**Assignment:** Exactly as they appear below, repeat the lines from the one with "pin: patio table" through the one with "pin: chalet roof", and no others.

-- Records for processing follows --

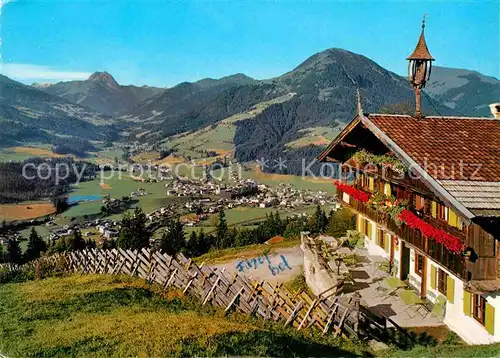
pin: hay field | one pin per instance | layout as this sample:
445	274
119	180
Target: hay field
25	211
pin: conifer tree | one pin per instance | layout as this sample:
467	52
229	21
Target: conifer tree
36	246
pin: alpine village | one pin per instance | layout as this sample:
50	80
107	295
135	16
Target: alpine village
396	254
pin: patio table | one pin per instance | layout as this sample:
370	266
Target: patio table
411	298
393	285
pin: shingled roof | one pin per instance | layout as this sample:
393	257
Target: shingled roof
443	145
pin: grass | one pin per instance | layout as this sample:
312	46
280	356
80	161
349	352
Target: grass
447	350
105	316
247	215
315	136
218	256
25	211
219	138
117	186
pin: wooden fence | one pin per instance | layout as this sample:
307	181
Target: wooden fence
326	313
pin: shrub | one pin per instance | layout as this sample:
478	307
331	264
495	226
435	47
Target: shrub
44	268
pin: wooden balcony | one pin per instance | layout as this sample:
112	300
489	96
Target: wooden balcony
455	263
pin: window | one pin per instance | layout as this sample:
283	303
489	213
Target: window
478	308
442	282
442	212
367	228
419	264
419	203
381	238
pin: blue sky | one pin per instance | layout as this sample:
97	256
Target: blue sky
164	43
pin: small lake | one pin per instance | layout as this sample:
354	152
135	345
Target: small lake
73	199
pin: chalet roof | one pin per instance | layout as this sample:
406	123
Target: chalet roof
443	145
481	197
458	157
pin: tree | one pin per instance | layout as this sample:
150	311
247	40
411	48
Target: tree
14	255
36	245
134	234
221	230
173	240
198	243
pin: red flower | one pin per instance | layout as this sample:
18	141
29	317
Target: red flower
452	243
352	191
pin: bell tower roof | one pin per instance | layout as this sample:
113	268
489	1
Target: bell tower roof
421	51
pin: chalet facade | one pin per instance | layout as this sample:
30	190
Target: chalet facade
426	194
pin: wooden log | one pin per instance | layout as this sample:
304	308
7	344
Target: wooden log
233	300
296	309
211	291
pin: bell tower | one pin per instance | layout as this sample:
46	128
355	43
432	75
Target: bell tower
419	69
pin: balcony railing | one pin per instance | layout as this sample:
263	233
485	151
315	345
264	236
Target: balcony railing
453	262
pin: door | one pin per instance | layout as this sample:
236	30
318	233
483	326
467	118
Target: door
405	261
423	284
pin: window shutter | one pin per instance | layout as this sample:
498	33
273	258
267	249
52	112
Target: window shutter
489	319
467	303
433	276
450	289
387	189
387	243
434	209
371	183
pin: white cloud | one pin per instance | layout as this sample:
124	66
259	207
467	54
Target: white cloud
21	71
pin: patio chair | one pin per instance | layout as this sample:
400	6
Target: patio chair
393	284
439	308
412	299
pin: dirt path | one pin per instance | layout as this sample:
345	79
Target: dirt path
281	265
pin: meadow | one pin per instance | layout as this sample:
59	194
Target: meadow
25	211
105	316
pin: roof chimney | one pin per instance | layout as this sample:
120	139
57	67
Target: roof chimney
495	110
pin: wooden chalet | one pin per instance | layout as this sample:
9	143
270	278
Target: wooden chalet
426	193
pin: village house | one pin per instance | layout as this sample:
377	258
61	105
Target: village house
429	201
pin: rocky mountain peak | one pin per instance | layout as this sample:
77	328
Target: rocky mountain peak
105	78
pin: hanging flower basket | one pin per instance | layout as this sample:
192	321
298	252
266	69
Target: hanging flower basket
352	191
452	243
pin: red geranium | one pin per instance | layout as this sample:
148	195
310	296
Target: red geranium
352	191
452	243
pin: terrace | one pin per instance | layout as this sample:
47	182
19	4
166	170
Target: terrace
412	237
387	296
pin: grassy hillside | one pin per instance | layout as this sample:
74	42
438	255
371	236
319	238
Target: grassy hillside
219	137
120	316
99	315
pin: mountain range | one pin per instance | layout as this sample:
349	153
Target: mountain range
101	93
28	114
324	89
467	92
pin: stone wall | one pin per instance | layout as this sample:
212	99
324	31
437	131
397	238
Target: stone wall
318	275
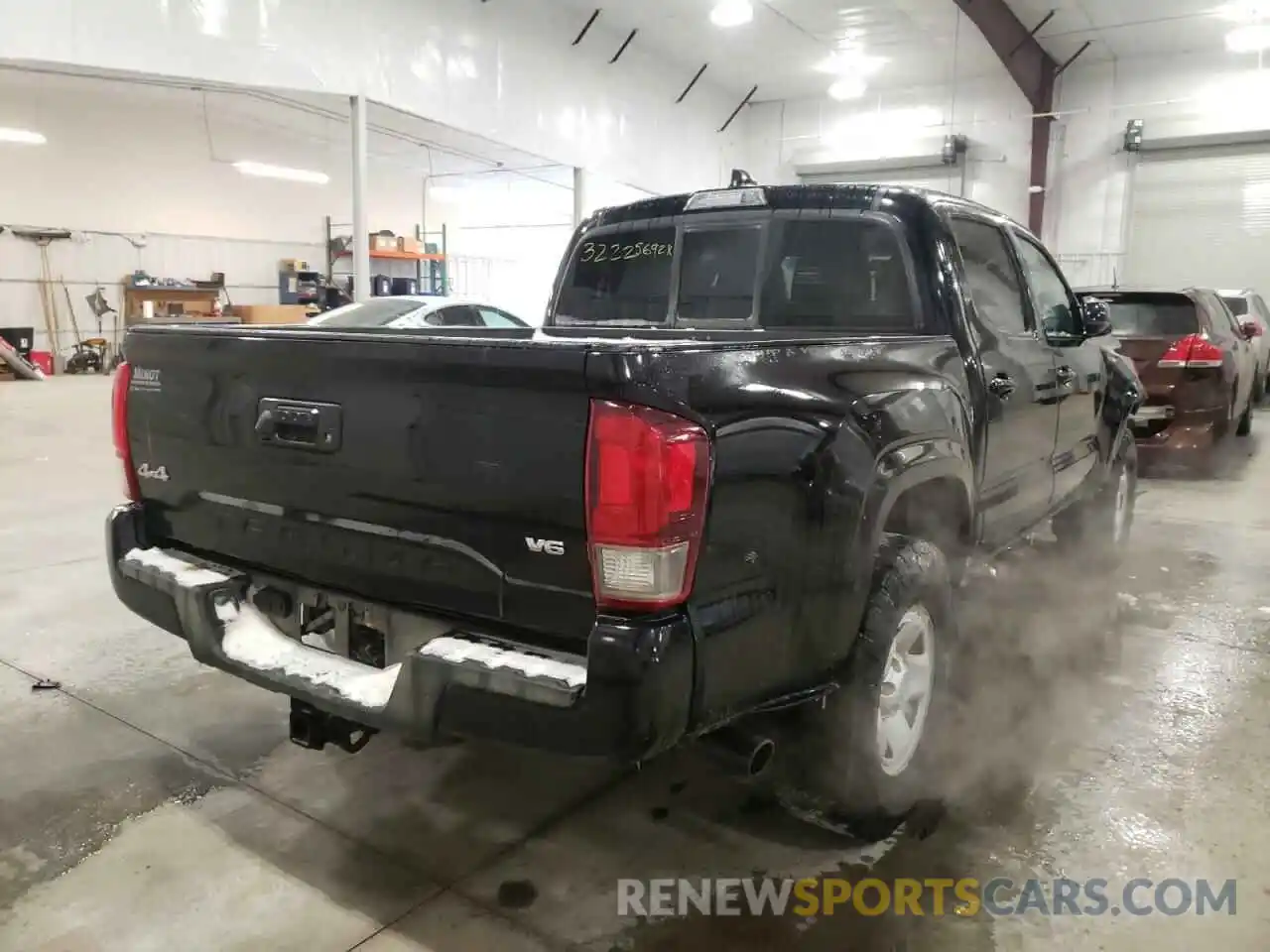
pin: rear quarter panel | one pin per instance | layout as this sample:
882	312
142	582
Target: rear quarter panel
804	472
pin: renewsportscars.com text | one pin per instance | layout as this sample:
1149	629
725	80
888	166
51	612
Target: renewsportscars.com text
933	896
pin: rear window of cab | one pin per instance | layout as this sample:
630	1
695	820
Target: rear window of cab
816	273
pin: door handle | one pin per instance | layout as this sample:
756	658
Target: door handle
1001	386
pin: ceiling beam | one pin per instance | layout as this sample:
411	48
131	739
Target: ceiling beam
1034	72
1028	63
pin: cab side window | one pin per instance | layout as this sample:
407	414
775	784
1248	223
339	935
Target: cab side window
1052	301
991	275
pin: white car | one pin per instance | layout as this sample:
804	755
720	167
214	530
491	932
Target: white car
416	311
1247	306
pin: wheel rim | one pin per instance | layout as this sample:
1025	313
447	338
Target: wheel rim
1123	503
906	690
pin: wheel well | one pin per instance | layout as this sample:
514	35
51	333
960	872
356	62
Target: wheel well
938	511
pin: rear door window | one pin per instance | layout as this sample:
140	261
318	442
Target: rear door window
1151	315
379	312
989	271
838	275
1051	298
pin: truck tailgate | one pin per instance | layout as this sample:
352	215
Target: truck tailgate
407	468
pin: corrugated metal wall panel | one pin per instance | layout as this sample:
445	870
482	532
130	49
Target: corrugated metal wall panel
95	259
1201	217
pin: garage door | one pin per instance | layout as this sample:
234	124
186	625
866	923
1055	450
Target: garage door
945	179
1201	217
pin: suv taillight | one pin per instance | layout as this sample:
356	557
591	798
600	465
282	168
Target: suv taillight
648	474
119	426
1191	352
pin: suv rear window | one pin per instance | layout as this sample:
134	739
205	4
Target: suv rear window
846	275
1151	315
1238	304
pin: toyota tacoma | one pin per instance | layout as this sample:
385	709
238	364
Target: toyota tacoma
724	493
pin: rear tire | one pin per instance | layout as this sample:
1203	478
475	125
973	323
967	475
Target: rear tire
861	763
1245	426
1103	522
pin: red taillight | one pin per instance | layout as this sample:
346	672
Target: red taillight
119	426
648	474
1191	352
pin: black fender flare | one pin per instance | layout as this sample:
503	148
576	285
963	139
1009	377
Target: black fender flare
901	470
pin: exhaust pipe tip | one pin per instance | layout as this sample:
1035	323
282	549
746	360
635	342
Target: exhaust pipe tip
739	752
761	757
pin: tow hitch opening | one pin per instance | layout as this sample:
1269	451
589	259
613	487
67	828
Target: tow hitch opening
314	729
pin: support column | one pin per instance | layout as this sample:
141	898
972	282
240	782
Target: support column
579	195
1034	72
361	231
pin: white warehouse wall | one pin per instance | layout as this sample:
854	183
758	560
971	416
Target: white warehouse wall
143	166
507	71
979	100
1091	177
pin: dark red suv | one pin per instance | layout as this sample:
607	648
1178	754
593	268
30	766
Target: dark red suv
1197	362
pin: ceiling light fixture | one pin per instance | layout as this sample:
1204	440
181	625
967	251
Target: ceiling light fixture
1248	40
22	136
851	61
731	13
281	172
847	87
1243	10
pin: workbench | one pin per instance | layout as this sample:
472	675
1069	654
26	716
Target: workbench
172	303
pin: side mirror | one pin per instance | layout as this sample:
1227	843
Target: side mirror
1096	316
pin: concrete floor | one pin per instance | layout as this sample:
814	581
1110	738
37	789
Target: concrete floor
1116	728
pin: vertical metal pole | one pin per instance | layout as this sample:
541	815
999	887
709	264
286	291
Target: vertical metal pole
579	195
361	232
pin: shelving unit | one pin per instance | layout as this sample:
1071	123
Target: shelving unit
430	267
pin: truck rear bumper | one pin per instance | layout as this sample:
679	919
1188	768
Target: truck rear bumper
629	698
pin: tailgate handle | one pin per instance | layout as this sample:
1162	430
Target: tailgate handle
300	424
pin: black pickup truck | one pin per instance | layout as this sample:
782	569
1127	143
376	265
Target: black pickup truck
724	493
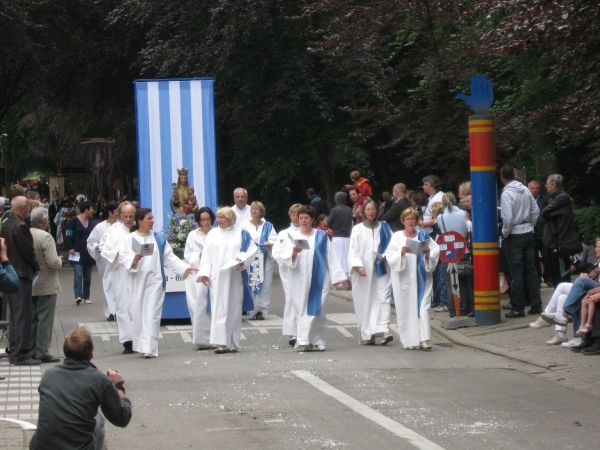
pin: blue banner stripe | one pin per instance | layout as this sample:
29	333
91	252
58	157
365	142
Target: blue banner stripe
143	141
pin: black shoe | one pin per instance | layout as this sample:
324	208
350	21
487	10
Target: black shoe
26	362
593	349
50	359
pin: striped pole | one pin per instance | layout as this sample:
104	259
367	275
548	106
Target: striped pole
485	219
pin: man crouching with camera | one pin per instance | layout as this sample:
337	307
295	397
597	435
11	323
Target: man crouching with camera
70	394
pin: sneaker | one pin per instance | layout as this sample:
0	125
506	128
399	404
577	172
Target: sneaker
557	318
558	339
387	337
540	323
575	342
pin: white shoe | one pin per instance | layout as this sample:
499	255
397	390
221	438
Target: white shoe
558	339
540	323
575	342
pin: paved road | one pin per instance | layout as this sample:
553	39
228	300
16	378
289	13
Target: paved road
350	396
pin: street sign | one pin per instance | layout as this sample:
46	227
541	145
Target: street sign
452	246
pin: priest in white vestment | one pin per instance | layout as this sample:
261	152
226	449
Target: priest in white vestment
145	254
228	252
197	293
313	267
289	313
260	272
412	281
115	276
95	243
371	282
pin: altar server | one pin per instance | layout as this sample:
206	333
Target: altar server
289	313
313	266
115	276
412	281
228	252
145	254
263	234
197	293
371	282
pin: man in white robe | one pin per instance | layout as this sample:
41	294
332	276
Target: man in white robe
311	330
95	243
241	208
223	245
289	313
114	280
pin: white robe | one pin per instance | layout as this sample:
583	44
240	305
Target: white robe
196	292
309	329
97	238
413	329
115	279
262	301
371	294
289	313
226	286
146	288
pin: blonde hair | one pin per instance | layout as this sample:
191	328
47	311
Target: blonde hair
258	205
228	213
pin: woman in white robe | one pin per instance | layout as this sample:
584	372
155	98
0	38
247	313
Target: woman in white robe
115	279
147	280
311	272
412	282
371	282
228	252
197	293
261	269
289	313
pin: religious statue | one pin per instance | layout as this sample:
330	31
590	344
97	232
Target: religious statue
183	200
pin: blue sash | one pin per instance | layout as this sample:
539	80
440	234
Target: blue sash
315	293
248	302
161	241
421	272
385	235
264	237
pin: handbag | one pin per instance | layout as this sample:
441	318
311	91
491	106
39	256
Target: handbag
569	246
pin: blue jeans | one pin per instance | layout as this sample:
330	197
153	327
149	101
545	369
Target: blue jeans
520	251
82	280
573	302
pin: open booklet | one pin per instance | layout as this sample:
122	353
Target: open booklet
300	243
417	246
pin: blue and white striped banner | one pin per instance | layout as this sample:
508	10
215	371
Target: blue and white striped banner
175	128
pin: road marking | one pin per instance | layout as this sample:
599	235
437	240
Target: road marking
398	429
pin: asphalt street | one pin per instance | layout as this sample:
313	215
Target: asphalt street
270	397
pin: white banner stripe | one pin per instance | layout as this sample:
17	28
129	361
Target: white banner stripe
155	156
198	140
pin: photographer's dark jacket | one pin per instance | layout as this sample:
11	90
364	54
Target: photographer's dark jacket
19	246
558	219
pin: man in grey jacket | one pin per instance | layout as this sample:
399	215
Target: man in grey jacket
519	215
70	394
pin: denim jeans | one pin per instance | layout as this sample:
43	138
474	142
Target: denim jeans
520	250
573	302
82	280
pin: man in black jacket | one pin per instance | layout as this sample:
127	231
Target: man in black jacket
558	226
19	245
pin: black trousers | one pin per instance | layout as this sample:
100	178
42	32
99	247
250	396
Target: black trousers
20	322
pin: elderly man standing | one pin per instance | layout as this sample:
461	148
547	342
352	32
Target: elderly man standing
21	253
43	300
519	215
241	207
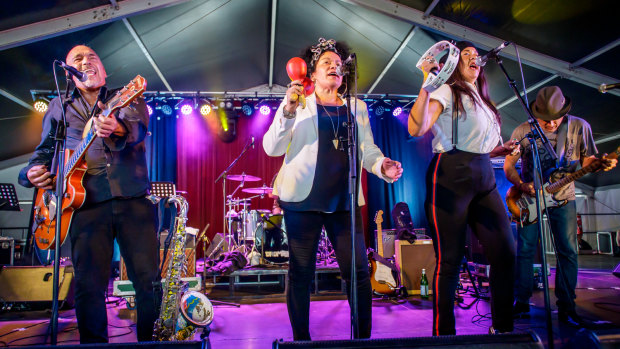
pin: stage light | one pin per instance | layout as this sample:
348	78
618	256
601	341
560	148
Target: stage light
186	106
205	109
379	110
247	108
166	109
40	105
226	104
264	110
397	111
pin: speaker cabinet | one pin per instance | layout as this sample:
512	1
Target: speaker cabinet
411	259
34	284
600	339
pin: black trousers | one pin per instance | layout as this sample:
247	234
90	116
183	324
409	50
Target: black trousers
461	192
304	232
133	222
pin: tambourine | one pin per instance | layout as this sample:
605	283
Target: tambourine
435	80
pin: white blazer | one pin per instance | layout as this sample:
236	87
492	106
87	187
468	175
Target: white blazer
298	140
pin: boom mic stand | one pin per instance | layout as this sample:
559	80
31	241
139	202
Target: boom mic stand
536	133
58	162
352	154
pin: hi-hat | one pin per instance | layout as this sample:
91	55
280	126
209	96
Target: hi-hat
243	177
260	190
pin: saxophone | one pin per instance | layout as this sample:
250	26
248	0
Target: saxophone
181	312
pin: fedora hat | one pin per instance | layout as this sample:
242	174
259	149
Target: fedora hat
550	104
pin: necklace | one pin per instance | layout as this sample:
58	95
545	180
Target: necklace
334	128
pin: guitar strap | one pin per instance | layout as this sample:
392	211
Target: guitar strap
560	146
455	119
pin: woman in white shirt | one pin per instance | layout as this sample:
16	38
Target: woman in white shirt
460	187
312	184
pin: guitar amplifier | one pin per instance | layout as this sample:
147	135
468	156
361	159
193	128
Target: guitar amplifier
411	259
388	237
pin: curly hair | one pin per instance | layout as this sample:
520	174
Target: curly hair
340	48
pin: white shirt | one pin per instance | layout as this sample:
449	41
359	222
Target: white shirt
297	140
478	130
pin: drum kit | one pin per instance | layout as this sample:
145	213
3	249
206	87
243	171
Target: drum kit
256	229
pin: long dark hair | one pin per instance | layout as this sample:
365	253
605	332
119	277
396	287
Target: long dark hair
342	50
460	87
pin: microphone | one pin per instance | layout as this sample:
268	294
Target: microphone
342	70
72	71
482	60
606	87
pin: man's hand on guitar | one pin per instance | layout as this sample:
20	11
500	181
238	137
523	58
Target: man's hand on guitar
40	177
527	188
605	163
106	125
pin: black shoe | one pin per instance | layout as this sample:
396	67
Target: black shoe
573	319
521	310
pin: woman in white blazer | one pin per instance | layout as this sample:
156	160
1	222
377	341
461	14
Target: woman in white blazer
312	184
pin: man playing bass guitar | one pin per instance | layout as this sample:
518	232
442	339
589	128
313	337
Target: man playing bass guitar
116	184
572	139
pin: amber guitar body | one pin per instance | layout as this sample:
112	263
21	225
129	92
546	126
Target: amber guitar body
383	273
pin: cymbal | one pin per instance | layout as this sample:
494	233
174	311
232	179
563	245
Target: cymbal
243	177
260	190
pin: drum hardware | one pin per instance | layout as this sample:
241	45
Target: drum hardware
243	178
271	240
264	190
326	250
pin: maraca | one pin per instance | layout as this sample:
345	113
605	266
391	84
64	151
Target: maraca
297	69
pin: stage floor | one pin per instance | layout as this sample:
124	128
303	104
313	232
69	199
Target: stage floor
257	324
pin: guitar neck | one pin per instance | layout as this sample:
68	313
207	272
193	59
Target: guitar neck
379	239
88	139
556	186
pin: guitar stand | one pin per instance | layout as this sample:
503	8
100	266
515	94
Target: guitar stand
477	295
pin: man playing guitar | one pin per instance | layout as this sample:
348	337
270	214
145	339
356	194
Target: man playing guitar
116	184
572	138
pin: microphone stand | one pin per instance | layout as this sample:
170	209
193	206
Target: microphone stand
223	177
58	162
352	155
536	133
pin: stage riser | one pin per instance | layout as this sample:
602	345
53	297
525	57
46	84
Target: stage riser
143	345
513	341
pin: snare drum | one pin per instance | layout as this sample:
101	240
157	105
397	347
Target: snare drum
271	240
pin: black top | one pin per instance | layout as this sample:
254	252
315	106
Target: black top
330	189
116	165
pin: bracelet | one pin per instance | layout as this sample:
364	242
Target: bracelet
288	115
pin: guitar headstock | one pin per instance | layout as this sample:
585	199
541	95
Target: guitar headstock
128	93
614	154
379	217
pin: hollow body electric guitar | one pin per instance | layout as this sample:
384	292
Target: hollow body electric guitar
384	278
75	169
523	206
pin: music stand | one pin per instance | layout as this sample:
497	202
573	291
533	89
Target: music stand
8	198
163	189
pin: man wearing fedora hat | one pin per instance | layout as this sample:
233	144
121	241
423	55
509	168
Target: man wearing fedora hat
572	140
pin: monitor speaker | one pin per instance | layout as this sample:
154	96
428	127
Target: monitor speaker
34	284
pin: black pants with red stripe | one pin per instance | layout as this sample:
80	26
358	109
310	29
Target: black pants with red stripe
461	192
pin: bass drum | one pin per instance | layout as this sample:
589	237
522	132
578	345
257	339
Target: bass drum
271	240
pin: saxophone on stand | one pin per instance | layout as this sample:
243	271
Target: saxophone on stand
182	312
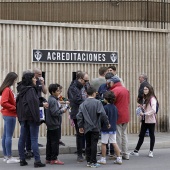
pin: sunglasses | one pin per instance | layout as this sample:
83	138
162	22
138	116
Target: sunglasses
86	81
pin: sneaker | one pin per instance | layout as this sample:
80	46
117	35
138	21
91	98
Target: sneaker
150	154
5	158
47	162
134	154
146	134
118	161
96	165
40	145
125	157
80	158
12	160
88	164
58	162
39	164
102	161
99	153
61	143
23	163
112	157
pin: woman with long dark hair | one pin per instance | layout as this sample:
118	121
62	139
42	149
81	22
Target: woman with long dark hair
148	119
8	111
29	118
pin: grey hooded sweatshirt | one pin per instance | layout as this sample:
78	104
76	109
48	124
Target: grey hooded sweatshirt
91	115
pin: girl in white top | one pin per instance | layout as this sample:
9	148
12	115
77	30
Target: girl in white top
148	119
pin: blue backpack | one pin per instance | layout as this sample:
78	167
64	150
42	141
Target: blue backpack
157	106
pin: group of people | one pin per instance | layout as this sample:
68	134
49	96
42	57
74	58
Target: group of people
99	107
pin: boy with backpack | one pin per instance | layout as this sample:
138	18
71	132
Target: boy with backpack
110	134
89	118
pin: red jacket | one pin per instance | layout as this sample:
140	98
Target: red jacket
122	102
8	103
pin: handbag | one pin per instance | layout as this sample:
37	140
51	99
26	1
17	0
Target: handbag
42	115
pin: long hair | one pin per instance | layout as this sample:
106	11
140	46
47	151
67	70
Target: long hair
27	79
150	94
8	81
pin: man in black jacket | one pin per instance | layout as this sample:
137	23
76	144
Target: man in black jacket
76	95
143	80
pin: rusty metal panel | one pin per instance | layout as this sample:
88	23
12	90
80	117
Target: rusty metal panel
88	11
140	51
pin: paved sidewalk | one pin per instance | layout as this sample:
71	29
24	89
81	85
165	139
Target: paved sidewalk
162	141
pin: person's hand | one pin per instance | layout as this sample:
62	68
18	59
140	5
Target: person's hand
81	130
45	105
41	79
109	126
67	102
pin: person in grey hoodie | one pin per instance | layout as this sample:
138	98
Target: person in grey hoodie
90	117
53	121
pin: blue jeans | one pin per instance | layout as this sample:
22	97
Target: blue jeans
9	126
34	130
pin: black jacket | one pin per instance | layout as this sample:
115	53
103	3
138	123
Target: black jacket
140	92
28	104
75	97
54	112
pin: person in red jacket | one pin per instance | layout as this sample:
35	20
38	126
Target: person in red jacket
8	111
122	104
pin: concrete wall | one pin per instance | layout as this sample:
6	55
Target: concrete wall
140	50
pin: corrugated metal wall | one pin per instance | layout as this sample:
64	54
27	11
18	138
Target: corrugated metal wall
140	51
149	14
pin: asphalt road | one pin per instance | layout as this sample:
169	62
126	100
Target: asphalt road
160	161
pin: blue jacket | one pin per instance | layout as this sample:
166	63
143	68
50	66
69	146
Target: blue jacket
112	114
102	89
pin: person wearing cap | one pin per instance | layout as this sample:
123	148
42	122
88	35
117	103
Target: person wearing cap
112	69
101	91
122	104
97	82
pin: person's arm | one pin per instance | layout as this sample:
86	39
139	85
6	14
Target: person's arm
103	116
44	88
5	100
80	119
75	96
152	105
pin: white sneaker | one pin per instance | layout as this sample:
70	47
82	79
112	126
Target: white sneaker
134	154
118	161
150	154
102	161
12	160
5	158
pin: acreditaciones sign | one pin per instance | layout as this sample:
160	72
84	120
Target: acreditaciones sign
63	56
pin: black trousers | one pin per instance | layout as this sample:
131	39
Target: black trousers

-- Records for processing concluded --

**Response to this task:**
pin: patio table | one pin per instance | layout as this sample:
370	266
Target: patio table
411	298
393	285
pin: shingled roof | one pin per instance | layout as this sample:
393	257
Target: shingled roof
443	145
pin: grass | one pin per instance | layout as this sample:
312	46
280	356
80	161
349	352
Target: grass
447	350
105	316
247	215
315	136
218	256
25	211
219	138
117	186
pin: wooden fence | one pin per instance | layout as this sample:
307	181
Target: wooden fence
326	313
pin: shrub | one pin per instance | layout as this sample:
478	307
331	264
495	226
435	47
Target: shrub
44	268
pin: wooden balcony | one pin per instance | layout as this sample:
112	300
489	96
Target: wooden balcony
455	263
pin: window | one pin per instance | layout as this sample:
283	303
489	213
Target: window
478	308
442	282
442	212
367	228
419	264
419	203
381	238
pin: blue sky | one pin per instance | layout as this sample:
97	256
Target: blue sky
164	43
pin: small lake | one pin per instance | layout as this sample:
354	152
135	345
Target: small lake
73	199
pin: chalet roof | one pin per instance | layout as this sample:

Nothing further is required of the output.